## Point annotation records
[start]

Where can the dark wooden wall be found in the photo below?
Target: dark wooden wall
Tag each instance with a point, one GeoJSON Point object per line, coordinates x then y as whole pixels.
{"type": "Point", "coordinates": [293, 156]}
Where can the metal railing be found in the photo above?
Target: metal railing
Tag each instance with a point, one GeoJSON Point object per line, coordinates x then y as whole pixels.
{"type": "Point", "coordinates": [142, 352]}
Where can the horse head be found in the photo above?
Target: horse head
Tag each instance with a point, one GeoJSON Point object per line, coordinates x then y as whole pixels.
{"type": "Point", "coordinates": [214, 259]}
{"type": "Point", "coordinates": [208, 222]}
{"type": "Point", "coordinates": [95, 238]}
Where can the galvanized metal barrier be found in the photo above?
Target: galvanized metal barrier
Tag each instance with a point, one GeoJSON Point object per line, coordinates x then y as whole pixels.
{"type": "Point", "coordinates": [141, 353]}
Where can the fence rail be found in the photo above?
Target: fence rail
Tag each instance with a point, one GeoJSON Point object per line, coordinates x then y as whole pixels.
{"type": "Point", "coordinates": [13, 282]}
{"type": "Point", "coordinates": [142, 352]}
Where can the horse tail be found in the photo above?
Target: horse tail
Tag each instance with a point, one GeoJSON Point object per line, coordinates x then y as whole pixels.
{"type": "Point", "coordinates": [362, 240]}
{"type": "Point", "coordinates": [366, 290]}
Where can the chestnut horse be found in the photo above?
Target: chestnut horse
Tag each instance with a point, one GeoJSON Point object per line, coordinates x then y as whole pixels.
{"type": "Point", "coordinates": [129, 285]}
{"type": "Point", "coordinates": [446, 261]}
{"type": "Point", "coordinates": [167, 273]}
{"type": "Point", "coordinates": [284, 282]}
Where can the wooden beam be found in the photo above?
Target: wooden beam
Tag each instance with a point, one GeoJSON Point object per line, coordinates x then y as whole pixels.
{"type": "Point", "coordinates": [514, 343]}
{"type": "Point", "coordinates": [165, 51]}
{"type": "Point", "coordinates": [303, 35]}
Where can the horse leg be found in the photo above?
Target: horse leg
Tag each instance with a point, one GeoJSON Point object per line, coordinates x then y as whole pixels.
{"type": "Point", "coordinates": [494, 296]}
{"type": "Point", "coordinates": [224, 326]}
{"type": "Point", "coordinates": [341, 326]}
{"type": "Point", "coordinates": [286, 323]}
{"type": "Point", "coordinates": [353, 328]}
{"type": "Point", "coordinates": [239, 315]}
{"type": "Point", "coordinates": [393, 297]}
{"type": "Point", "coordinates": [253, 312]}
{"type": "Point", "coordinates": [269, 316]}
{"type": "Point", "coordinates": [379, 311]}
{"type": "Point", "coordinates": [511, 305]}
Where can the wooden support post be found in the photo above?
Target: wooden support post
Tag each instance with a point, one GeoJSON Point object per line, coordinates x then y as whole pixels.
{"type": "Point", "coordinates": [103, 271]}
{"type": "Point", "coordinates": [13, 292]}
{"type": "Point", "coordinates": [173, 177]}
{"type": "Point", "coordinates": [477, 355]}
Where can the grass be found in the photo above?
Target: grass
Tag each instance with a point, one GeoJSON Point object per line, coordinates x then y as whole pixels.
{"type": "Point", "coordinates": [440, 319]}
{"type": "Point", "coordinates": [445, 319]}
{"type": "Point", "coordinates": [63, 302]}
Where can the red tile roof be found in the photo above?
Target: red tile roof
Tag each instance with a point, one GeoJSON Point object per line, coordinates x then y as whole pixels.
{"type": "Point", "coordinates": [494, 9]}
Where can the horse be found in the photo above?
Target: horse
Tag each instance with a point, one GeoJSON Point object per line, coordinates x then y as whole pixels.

[end]

## Work to complete
Please pull out every line of the records above and reproduce each one word for word.

## Answer for this exercise
Where can the dark wooden wall be found in the photo below?
Target: dark wooden wall
Tag each instance with a point, one GeoJSON Point object per line, coordinates x then y as whole pixels.
{"type": "Point", "coordinates": [293, 156]}
Where can the metal railing be found in the photo above?
Target: metal railing
Tag each instance with a point, one GeoJSON Point object per line, coordinates x then y as whole pixels.
{"type": "Point", "coordinates": [142, 352]}
Where can the horse head be found in the photo above?
Target: horse head
Tag each instance with a point, one GeoJSON Point object per line, coordinates x then y as whole pixels.
{"type": "Point", "coordinates": [214, 259]}
{"type": "Point", "coordinates": [208, 222]}
{"type": "Point", "coordinates": [95, 238]}
Where can the galvanized metal barrier be found in the photo above?
Target: galvanized metal barrier
Tag each instance with a point, one GeoJSON Point object per line, coordinates x then y as whole pixels.
{"type": "Point", "coordinates": [141, 353]}
Where can the fence rail be found in the photo above?
Target: fence rail
Tag each instance with a point, one GeoJSON Point object per line, coordinates x then y as whole pixels.
{"type": "Point", "coordinates": [13, 282]}
{"type": "Point", "coordinates": [142, 352]}
Where can the horse tail be found in the photo above?
Target: horse tail
Tag each instance with a point, one GeoJSON Point object per line, coordinates x then y as whole pixels.
{"type": "Point", "coordinates": [362, 240]}
{"type": "Point", "coordinates": [366, 290]}
Where can the chestnut horse be found in the photo above?
Target: chestnut horse
Tag each instance with a point, one GeoJSON Point object per line, coordinates x then y as whole pixels.
{"type": "Point", "coordinates": [129, 285]}
{"type": "Point", "coordinates": [446, 261]}
{"type": "Point", "coordinates": [167, 273]}
{"type": "Point", "coordinates": [284, 282]}
Where can the wooden beam be found in the photo above?
Target: wooden beam
Tag each instance with a point, one GeoJSON Point object per line, coordinates x then y as whole pixels.
{"type": "Point", "coordinates": [514, 343]}
{"type": "Point", "coordinates": [165, 51]}
{"type": "Point", "coordinates": [303, 35]}
Where can the horse leg be found in the photo above?
Target: horse leg
Tag each instance with a point, one GeoJSON Point object per line, coordinates x then y as whole pixels.
{"type": "Point", "coordinates": [494, 296]}
{"type": "Point", "coordinates": [224, 326]}
{"type": "Point", "coordinates": [341, 326]}
{"type": "Point", "coordinates": [286, 323]}
{"type": "Point", "coordinates": [353, 328]}
{"type": "Point", "coordinates": [239, 315]}
{"type": "Point", "coordinates": [393, 297]}
{"type": "Point", "coordinates": [253, 312]}
{"type": "Point", "coordinates": [269, 316]}
{"type": "Point", "coordinates": [379, 311]}
{"type": "Point", "coordinates": [511, 305]}
Where can the wooden support post be found in the photo above?
Target: wooden support post
Tag each instance with a point, one GeoJSON Point object per line, coordinates x then y as whole pixels.
{"type": "Point", "coordinates": [103, 271]}
{"type": "Point", "coordinates": [13, 292]}
{"type": "Point", "coordinates": [173, 177]}
{"type": "Point", "coordinates": [477, 355]}
Where can the grass be found in the photo above?
Target: grass
Tag each instance with a point, one GeoJSON Point object per line, coordinates x then y as whole pixels.
{"type": "Point", "coordinates": [440, 319]}
{"type": "Point", "coordinates": [445, 319]}
{"type": "Point", "coordinates": [63, 302]}
Where can the red tile roof be found in the photo above?
Target: red tile roof
Tag each instance with a point, one GeoJSON Point object per line, coordinates x then y as whole pixels.
{"type": "Point", "coordinates": [494, 9]}
Where can the horse be found in the photo above?
Target: horse
Tag each instance with a point, one GeoJSON Point object per line, coordinates x then y as whole pixels.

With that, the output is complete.